Take every line from the entries below that includes the word "wooden" and copy it.

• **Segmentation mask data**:
◇ ◇ ◇ ◇ ◇

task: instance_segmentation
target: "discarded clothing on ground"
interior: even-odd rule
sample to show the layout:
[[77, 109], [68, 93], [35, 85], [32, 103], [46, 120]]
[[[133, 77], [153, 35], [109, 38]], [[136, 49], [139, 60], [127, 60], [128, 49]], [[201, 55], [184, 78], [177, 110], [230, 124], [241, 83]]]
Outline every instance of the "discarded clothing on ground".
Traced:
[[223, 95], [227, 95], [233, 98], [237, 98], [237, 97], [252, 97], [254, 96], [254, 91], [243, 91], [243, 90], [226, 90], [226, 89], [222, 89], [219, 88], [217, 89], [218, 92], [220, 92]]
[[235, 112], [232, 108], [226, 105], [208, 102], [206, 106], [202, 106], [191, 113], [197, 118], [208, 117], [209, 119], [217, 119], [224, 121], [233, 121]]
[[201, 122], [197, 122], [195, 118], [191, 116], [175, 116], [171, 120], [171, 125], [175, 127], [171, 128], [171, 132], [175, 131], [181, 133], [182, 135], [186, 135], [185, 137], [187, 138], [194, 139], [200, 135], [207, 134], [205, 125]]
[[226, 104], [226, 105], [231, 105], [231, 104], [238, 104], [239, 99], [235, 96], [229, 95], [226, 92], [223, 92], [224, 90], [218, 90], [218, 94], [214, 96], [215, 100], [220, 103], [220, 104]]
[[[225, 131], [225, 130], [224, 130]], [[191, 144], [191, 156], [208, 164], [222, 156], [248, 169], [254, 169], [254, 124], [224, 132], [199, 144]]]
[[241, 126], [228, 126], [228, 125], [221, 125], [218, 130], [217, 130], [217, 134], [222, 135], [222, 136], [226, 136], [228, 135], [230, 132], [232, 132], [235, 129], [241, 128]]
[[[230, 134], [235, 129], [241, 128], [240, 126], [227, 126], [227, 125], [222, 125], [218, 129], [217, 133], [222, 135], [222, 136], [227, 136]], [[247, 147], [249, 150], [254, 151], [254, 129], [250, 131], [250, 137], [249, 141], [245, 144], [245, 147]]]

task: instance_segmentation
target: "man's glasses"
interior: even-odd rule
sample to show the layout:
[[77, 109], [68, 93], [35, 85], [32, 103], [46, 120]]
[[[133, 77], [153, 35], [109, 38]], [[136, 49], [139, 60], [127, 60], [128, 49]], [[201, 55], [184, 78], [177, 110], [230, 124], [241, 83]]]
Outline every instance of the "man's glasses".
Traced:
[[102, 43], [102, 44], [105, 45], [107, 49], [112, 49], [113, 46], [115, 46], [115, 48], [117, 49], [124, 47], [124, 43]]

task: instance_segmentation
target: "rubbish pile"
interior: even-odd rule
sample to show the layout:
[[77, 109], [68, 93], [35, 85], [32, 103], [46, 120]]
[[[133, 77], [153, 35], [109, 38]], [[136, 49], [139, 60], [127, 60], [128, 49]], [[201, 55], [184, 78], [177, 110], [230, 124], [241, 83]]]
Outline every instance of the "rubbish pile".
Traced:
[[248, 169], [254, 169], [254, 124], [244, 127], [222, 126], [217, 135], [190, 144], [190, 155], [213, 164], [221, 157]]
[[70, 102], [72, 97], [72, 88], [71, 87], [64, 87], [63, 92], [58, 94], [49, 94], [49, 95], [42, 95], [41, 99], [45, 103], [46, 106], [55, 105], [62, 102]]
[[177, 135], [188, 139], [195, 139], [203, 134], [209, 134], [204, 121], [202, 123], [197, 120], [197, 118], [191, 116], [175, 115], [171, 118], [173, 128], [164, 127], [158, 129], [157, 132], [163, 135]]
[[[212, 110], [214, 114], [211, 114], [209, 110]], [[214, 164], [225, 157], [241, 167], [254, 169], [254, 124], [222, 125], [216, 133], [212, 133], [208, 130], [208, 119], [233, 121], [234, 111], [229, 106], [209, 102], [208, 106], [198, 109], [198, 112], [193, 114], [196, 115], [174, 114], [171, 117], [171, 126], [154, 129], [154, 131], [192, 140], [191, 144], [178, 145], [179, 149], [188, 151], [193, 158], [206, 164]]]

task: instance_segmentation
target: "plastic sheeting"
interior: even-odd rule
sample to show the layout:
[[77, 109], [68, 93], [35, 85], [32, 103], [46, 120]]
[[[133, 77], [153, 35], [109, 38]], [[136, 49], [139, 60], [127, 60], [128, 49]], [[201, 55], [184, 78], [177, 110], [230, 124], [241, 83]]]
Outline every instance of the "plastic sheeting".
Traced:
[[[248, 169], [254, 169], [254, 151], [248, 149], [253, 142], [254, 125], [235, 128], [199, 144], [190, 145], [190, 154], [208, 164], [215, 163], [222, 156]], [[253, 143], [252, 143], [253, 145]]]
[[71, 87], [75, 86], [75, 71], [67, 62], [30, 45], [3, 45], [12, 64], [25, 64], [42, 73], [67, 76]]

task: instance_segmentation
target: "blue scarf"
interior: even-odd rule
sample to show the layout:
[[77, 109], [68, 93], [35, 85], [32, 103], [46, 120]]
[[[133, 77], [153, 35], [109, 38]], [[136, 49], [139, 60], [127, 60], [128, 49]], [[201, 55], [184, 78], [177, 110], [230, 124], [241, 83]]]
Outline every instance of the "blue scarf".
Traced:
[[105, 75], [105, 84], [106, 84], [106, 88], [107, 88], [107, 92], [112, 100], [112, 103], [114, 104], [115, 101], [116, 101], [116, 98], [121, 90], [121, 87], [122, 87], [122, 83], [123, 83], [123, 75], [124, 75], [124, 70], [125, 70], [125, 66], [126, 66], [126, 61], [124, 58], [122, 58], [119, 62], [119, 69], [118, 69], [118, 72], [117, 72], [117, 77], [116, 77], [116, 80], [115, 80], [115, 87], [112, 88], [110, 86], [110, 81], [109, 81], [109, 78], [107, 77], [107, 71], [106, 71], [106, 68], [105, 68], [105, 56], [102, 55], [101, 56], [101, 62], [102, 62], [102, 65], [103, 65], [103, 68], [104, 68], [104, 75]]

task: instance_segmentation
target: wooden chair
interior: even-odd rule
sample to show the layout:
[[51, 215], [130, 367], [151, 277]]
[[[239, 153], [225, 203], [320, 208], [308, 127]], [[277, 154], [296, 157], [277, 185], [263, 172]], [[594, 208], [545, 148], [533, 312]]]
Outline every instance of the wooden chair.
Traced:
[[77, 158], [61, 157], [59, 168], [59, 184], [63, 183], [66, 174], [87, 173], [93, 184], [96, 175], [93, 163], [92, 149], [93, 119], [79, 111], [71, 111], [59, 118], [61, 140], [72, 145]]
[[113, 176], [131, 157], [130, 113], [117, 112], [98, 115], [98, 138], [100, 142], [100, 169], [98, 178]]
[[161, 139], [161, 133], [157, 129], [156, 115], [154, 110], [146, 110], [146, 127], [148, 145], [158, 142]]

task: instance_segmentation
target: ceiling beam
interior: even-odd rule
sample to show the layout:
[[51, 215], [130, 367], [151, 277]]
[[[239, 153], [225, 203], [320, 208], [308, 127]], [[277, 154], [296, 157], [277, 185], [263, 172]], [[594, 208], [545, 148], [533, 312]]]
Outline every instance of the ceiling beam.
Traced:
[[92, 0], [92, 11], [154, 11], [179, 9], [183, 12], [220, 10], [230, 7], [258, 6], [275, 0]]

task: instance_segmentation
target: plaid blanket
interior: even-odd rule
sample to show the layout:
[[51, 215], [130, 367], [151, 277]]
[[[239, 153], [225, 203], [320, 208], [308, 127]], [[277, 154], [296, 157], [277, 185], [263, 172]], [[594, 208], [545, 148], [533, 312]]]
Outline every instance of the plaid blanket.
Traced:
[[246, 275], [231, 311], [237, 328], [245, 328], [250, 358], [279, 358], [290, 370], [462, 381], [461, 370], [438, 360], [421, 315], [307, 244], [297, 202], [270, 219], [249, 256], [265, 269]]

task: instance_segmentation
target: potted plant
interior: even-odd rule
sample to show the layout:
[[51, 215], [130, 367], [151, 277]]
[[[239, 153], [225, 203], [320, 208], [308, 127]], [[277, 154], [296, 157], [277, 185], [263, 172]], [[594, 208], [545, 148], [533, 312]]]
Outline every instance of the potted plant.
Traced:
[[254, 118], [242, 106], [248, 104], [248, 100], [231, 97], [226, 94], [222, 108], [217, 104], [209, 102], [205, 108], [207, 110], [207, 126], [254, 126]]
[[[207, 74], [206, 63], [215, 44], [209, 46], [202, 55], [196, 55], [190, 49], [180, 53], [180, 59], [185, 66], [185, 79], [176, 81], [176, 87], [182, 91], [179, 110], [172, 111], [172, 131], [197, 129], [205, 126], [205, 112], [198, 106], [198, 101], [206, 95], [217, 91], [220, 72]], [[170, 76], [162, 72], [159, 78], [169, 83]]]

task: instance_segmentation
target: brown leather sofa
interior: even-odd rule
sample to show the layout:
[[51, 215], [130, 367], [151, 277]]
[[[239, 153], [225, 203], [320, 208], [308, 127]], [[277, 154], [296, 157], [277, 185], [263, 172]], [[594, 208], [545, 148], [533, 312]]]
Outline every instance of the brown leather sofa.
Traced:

◇ ◇ ◇ ◇ ◇

• **TASK RESULT**:
target: wooden chair
Outline every instance of the wooden chair.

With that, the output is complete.